What to work on
Pull out every line in the rows below that contains the word "bench", matching its upper and lower case precisely.

Data supplied
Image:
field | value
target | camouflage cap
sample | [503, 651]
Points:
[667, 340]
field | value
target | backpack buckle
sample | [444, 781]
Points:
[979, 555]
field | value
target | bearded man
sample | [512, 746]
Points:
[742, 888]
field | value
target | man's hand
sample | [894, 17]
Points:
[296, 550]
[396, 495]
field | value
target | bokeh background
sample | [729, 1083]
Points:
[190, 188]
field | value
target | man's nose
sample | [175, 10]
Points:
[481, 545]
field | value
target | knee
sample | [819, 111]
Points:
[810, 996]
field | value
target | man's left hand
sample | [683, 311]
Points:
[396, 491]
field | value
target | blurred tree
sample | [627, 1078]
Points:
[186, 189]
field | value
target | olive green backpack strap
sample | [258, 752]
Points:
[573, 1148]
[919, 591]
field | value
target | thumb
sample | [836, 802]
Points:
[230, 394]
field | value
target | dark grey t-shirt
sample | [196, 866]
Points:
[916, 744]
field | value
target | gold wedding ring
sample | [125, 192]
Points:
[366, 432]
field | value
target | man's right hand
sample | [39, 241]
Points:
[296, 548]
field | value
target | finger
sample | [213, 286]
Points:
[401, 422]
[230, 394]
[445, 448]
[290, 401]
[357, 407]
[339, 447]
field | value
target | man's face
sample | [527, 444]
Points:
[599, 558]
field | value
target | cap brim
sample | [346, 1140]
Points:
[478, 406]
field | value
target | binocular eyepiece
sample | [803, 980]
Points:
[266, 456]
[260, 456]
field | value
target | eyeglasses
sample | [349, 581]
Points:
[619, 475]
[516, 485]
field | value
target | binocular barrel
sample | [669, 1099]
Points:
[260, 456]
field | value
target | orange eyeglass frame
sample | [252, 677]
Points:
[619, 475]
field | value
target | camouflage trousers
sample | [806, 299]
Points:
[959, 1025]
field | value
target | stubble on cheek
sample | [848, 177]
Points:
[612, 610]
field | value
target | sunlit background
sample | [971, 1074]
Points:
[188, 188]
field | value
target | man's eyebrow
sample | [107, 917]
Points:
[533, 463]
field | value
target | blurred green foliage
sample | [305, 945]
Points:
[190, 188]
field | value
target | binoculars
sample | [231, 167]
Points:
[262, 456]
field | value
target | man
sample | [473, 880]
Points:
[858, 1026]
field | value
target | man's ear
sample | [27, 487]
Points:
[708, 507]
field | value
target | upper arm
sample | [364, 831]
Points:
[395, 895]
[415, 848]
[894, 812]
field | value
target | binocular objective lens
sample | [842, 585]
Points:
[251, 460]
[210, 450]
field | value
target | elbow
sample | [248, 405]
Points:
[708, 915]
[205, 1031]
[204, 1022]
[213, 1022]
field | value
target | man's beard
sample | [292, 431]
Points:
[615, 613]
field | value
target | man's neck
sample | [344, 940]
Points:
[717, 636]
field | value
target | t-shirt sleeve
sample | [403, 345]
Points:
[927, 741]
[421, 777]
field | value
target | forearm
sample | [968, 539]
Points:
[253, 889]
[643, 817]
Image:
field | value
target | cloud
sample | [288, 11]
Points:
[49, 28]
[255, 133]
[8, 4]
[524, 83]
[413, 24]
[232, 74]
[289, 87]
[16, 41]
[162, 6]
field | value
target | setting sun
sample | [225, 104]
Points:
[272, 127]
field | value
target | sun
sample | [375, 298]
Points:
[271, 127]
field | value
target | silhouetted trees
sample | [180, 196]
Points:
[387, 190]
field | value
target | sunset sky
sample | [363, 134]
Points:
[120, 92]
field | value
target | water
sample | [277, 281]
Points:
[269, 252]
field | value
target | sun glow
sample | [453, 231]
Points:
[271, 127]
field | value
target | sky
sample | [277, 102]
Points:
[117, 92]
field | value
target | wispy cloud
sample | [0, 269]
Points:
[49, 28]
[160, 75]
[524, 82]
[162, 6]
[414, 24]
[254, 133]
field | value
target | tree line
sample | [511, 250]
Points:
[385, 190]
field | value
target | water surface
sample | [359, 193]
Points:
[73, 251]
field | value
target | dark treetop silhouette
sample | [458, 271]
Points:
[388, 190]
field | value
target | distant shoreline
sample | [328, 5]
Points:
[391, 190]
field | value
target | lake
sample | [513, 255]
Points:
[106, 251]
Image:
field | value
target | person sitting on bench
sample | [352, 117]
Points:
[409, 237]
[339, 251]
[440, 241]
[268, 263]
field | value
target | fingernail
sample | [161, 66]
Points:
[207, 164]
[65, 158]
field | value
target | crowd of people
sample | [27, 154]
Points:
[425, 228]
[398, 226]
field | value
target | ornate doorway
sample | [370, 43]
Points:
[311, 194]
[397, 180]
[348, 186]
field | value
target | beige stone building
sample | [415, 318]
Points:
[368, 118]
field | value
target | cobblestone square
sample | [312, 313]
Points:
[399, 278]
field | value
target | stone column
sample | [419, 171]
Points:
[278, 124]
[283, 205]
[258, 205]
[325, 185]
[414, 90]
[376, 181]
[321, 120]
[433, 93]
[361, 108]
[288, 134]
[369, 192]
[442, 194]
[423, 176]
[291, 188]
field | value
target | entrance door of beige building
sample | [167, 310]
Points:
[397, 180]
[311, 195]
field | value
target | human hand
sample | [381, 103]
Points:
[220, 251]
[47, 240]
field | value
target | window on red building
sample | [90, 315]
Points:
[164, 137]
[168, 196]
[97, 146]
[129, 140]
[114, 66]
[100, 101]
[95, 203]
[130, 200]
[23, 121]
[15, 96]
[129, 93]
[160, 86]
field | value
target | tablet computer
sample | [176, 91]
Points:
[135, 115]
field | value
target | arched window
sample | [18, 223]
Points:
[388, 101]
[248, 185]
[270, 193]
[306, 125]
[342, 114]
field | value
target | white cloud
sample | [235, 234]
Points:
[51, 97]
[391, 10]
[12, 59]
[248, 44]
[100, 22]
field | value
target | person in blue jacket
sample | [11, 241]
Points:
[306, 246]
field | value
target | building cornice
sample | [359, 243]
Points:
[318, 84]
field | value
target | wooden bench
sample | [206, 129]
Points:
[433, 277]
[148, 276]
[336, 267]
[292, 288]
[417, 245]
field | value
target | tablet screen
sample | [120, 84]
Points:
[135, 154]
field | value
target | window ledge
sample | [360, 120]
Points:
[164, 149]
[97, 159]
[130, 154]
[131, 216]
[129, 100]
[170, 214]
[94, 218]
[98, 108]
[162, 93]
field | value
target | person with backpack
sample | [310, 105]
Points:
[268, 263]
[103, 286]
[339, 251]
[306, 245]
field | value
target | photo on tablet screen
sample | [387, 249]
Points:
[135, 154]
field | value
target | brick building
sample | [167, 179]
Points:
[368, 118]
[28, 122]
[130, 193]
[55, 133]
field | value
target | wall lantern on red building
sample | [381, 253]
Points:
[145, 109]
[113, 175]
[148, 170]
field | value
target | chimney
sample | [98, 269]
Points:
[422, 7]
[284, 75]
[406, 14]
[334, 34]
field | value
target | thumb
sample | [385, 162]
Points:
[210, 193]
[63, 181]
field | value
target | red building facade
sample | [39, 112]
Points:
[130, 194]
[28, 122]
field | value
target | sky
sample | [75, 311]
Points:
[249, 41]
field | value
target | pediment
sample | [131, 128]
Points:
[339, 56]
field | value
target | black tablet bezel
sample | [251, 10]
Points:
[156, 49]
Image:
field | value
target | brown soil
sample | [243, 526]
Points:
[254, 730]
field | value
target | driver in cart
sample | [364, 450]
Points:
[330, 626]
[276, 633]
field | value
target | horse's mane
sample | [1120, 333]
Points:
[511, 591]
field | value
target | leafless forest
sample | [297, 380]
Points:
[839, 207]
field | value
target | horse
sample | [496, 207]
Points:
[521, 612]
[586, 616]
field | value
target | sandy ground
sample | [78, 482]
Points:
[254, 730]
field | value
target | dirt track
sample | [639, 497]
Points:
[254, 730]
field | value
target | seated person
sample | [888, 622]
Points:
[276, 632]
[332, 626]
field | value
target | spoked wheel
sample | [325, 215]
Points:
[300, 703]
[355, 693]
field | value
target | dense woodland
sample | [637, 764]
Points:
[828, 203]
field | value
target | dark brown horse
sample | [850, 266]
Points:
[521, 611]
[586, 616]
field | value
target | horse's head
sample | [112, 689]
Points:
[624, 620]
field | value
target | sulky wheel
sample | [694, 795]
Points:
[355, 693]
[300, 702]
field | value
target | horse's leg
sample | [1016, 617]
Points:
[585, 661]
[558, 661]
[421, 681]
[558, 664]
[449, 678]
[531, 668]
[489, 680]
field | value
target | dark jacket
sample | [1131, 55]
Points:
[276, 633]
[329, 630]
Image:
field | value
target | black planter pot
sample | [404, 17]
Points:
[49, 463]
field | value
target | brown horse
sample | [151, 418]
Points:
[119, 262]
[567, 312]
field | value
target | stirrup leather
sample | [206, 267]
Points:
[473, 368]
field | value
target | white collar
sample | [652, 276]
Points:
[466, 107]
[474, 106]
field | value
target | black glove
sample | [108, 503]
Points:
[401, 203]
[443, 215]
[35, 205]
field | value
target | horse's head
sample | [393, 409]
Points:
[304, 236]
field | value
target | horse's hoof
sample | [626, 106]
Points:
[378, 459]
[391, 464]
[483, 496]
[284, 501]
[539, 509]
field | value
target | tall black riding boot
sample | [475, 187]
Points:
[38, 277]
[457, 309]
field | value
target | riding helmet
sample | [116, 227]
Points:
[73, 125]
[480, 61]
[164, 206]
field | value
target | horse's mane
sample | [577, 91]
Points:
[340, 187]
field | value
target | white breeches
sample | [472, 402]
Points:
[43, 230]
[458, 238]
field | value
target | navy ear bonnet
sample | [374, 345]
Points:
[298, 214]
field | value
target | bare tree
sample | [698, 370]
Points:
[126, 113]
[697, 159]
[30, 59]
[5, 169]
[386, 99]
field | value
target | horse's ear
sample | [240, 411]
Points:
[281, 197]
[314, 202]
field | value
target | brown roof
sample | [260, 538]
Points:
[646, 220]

Response
target | person sitting on bench
target | wooden bench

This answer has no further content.